##### DATA LISTING #####
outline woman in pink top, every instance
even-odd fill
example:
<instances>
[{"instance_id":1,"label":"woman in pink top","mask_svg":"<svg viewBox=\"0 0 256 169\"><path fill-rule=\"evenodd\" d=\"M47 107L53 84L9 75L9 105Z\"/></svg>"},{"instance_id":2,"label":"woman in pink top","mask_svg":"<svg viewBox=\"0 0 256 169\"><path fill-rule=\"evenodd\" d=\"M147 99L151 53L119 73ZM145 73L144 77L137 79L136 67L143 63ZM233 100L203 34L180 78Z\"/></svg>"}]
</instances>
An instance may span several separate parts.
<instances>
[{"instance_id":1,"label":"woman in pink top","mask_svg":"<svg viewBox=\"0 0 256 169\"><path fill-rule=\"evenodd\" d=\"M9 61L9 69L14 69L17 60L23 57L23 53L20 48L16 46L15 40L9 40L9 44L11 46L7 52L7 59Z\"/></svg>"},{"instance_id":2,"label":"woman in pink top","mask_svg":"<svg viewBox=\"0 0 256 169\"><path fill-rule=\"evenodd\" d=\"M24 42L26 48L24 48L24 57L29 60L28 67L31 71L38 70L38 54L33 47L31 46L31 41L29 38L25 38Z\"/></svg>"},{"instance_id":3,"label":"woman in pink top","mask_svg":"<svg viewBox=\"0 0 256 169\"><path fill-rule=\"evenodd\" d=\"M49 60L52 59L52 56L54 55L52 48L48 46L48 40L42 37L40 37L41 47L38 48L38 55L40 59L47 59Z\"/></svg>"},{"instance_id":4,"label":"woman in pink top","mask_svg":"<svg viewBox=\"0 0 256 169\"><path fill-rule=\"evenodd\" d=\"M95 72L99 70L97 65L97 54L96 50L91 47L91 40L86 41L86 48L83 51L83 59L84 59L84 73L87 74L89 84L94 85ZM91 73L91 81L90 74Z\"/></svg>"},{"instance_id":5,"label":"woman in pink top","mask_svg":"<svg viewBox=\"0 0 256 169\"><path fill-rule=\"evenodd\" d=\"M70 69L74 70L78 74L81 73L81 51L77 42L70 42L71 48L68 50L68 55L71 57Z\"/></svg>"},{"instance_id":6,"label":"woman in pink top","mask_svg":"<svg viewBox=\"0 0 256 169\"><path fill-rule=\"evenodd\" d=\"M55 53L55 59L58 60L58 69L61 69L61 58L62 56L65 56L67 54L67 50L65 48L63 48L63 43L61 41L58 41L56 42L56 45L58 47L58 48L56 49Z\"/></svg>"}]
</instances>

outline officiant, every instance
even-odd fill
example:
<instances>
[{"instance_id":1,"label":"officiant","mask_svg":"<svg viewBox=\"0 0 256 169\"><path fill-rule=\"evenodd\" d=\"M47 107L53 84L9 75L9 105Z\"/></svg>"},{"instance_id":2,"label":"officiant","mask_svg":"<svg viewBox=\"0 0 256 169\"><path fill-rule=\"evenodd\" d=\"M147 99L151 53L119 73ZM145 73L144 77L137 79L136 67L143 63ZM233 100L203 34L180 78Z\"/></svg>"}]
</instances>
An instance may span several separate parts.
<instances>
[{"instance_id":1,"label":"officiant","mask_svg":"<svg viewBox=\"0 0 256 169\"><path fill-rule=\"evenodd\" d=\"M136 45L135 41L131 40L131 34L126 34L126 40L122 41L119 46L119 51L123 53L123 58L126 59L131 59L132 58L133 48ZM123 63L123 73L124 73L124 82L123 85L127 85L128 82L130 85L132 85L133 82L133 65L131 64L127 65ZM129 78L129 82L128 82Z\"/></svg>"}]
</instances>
#####
:: TASK DIRECTIONS ::
Count the lines in the material above that contain the word "every", and state only the resulting number.

:: ANSWER FOR THE TASK ::
2